**Work item**
Scan the listing for the word "reed" and report every line that contains it.

**Supplied entries**
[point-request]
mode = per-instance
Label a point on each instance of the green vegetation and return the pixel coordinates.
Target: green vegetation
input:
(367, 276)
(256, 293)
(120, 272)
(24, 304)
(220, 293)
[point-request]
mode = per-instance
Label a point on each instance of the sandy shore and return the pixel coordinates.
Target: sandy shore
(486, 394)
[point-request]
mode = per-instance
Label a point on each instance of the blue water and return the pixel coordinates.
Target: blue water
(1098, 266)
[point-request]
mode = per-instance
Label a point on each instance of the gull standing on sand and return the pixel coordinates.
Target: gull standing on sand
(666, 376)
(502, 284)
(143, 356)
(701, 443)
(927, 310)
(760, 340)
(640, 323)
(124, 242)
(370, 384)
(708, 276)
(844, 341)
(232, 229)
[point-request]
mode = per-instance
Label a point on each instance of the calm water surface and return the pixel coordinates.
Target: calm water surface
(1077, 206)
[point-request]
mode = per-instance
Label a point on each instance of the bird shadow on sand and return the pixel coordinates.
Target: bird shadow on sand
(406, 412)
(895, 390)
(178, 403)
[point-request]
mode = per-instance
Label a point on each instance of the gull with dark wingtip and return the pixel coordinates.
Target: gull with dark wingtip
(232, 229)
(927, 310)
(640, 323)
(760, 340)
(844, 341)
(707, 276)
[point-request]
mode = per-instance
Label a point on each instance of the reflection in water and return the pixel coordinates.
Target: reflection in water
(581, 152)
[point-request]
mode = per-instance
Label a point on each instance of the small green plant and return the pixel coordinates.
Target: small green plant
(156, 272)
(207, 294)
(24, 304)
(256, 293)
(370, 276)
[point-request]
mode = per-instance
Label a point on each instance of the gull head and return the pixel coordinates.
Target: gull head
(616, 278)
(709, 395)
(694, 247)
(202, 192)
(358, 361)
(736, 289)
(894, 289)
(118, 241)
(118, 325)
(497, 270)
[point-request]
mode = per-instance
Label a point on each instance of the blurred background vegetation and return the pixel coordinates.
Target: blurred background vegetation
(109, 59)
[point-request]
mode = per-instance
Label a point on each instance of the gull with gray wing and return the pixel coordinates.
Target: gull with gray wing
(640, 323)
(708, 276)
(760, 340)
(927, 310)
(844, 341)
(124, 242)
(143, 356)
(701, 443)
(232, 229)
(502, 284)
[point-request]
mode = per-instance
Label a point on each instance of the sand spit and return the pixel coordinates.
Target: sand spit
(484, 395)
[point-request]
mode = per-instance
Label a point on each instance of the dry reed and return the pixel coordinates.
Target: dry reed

**Result of the exercise**
Label a point on each instance of the dry reed and return the pixel coordinates.
Target: dry reed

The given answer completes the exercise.